# [EXERCISE DETAILS]
Select every line containing the word "arch" from the material, and copy those lines.

┌──

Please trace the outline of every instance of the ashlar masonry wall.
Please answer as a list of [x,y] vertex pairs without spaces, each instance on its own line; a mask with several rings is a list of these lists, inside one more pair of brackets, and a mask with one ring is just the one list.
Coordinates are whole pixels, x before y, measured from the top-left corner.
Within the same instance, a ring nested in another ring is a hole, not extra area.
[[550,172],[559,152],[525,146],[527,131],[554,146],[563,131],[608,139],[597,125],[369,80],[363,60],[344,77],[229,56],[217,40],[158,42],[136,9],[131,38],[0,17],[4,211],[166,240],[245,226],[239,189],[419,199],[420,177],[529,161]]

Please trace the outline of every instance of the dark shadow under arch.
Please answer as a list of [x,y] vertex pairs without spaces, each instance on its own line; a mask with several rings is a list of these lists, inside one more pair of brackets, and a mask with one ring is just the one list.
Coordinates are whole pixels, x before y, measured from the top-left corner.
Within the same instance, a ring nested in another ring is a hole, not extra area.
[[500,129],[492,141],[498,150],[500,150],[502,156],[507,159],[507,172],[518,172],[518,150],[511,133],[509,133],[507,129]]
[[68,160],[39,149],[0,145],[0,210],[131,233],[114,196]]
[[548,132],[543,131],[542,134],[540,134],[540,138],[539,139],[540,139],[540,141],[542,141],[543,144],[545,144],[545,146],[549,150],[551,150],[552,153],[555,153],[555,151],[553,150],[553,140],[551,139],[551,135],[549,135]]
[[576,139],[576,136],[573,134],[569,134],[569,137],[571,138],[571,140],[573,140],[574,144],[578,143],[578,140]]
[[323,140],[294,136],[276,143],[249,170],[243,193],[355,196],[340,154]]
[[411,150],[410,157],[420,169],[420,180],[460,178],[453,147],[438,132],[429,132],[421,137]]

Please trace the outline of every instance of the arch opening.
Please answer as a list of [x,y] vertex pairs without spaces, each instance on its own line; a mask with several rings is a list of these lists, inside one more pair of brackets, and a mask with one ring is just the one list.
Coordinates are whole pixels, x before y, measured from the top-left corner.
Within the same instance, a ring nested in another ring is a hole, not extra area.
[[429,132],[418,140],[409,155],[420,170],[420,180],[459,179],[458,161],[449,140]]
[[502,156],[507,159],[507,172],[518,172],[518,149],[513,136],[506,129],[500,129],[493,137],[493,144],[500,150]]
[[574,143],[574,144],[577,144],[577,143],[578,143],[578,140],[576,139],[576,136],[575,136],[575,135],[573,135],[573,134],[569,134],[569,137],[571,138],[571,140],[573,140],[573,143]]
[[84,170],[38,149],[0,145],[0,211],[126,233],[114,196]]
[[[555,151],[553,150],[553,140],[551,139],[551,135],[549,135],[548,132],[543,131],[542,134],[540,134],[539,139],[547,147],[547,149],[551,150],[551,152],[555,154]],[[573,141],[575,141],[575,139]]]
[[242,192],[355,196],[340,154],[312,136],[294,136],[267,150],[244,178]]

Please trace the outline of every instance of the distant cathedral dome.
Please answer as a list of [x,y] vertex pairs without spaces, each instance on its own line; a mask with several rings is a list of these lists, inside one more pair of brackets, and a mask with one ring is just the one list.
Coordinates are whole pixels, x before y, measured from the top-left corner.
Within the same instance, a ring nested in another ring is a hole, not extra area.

└──
┌──

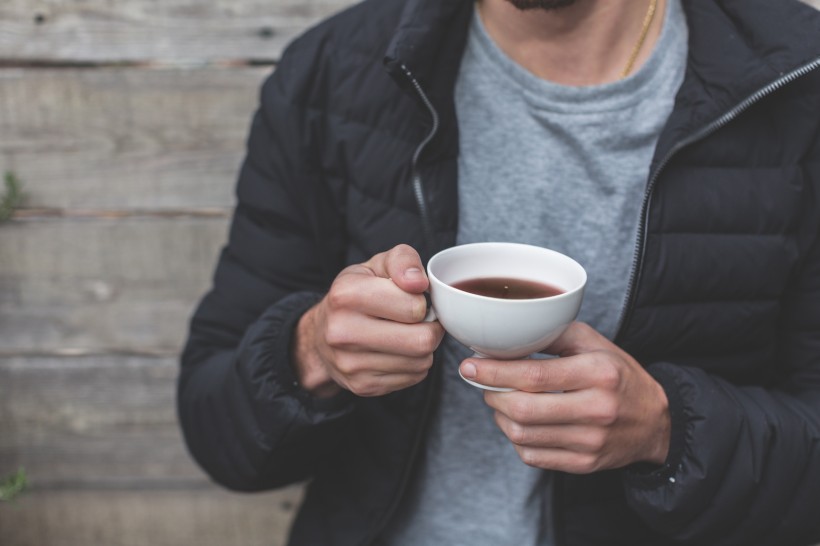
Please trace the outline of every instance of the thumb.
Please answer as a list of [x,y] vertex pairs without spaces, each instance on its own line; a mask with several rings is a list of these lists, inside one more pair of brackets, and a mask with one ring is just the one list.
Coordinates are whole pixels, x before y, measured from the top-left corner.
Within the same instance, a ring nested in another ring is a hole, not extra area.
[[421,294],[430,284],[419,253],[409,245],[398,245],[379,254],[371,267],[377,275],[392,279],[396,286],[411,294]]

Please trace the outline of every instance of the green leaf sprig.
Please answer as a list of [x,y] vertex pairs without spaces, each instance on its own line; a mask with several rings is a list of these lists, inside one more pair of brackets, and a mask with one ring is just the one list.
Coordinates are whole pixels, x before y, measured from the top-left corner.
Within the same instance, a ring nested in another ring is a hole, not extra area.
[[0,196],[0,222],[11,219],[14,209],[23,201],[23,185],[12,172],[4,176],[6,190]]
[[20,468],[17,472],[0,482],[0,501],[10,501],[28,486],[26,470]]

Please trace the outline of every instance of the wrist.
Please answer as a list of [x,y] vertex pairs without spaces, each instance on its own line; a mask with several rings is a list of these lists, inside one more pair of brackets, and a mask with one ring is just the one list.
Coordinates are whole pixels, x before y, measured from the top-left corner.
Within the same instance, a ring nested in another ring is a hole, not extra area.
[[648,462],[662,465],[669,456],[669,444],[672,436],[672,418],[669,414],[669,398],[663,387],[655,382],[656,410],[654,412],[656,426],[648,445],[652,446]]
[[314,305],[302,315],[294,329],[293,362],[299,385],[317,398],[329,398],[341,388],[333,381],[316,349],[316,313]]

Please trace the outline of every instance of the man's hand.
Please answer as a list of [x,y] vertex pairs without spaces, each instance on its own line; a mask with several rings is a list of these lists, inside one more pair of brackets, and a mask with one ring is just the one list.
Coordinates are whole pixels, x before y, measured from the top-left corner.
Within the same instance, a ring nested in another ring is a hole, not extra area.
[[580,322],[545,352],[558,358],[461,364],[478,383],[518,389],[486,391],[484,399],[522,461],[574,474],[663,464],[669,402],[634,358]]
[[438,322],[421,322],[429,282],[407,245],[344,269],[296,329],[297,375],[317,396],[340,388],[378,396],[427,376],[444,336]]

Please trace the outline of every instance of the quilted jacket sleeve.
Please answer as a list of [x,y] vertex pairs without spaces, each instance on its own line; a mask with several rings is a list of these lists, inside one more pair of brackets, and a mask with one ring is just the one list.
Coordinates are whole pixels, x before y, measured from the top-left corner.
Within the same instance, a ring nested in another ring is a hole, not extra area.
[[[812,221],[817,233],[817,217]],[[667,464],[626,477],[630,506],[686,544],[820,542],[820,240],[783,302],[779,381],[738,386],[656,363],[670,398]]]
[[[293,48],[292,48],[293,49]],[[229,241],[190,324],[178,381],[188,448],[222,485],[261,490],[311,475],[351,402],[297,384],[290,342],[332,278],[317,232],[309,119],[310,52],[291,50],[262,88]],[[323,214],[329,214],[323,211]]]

└──
┌──

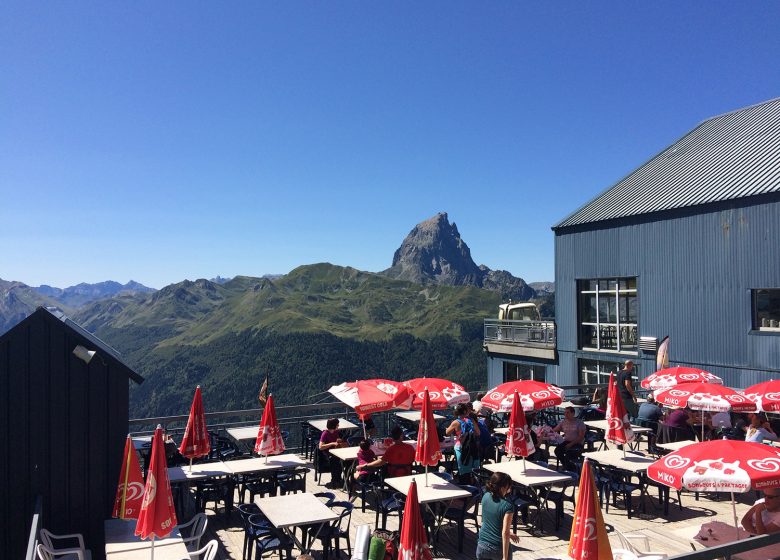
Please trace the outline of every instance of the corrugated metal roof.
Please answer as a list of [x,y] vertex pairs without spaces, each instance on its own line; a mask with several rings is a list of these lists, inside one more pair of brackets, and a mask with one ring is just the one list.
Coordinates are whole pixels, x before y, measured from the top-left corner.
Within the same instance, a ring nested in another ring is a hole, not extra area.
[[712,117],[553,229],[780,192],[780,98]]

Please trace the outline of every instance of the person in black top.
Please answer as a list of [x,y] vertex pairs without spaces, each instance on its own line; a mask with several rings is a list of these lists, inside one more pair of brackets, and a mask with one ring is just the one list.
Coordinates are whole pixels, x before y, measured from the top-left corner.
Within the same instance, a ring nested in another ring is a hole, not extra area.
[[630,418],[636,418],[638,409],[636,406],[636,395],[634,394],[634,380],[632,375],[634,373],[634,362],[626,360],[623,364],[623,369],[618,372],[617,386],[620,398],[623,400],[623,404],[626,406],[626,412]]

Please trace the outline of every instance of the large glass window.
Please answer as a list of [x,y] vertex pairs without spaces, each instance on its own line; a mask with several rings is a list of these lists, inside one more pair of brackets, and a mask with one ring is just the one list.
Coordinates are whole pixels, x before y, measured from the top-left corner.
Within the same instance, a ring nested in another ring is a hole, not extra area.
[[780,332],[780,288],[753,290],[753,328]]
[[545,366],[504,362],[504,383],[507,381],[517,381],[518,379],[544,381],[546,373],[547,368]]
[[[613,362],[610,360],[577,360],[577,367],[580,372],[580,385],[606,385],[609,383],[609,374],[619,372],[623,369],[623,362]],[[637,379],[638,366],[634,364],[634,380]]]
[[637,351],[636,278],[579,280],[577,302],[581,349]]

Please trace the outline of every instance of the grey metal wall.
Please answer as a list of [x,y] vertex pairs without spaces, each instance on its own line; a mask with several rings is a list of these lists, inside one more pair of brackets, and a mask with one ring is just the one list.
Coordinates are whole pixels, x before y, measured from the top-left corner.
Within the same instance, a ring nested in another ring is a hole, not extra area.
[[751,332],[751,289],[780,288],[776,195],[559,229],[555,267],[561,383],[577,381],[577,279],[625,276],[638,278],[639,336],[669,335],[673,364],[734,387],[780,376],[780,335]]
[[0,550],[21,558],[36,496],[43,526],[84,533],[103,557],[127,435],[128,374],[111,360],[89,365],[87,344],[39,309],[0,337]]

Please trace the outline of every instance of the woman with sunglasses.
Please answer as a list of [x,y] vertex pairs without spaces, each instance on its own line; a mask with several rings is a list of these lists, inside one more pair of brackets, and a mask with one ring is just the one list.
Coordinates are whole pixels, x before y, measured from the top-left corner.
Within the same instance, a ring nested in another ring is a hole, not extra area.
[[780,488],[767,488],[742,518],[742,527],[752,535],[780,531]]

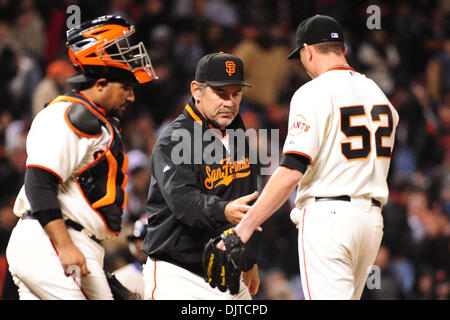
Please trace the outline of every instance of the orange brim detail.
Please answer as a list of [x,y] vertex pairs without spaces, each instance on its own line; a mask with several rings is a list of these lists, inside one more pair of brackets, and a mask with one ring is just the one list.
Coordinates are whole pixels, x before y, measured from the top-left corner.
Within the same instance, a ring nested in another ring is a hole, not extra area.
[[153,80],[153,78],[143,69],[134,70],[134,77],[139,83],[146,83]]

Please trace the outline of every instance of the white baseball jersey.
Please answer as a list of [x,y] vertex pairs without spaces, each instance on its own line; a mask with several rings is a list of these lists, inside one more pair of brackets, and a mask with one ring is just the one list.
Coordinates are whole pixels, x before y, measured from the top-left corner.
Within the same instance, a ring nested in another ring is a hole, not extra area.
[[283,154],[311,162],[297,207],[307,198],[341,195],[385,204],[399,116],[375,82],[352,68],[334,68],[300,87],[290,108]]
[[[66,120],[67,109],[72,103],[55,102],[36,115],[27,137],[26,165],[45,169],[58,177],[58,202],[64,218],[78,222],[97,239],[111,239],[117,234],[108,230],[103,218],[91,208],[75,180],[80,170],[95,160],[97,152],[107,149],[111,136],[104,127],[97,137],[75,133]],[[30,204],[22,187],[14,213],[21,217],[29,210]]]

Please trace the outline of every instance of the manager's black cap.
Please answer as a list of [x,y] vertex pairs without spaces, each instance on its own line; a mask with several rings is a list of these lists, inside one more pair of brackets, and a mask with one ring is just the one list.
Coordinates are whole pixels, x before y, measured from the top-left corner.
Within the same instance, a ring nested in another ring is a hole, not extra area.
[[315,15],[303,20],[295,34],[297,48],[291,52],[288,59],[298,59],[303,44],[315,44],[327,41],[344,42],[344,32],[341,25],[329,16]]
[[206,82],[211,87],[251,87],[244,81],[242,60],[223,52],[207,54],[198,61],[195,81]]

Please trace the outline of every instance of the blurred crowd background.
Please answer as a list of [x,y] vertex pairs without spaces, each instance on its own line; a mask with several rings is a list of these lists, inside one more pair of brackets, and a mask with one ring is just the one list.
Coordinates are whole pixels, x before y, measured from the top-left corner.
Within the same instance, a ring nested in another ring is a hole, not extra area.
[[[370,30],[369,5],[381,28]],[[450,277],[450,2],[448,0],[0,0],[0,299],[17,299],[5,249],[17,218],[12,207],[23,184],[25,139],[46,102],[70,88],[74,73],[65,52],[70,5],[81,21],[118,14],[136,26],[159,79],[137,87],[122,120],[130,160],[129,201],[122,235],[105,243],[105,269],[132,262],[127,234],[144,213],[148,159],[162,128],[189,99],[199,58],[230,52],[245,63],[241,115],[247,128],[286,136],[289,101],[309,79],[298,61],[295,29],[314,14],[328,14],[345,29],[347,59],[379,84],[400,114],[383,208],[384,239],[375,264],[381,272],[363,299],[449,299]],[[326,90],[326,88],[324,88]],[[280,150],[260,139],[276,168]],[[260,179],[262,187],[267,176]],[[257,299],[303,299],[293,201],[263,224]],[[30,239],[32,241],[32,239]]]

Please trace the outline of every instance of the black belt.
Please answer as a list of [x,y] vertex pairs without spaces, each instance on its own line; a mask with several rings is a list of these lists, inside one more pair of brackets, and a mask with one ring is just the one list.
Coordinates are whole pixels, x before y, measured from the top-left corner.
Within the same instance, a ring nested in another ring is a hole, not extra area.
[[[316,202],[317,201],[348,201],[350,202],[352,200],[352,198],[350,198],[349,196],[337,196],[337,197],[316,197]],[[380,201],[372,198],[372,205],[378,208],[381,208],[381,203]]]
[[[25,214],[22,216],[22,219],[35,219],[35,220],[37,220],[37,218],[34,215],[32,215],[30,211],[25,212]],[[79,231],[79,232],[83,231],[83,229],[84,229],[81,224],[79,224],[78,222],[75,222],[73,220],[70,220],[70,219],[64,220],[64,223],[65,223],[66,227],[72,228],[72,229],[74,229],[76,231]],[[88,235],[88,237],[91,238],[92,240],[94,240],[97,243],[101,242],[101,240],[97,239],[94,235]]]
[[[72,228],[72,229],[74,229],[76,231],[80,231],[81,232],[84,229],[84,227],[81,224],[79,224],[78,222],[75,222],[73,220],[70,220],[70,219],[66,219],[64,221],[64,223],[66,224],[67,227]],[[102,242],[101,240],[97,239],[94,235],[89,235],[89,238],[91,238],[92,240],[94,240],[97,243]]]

└──

# [TASK RESPONSE]
Please trace the outline of every instance of the dark shadow under arch.
Please trace the outline of every instance of the arch opening.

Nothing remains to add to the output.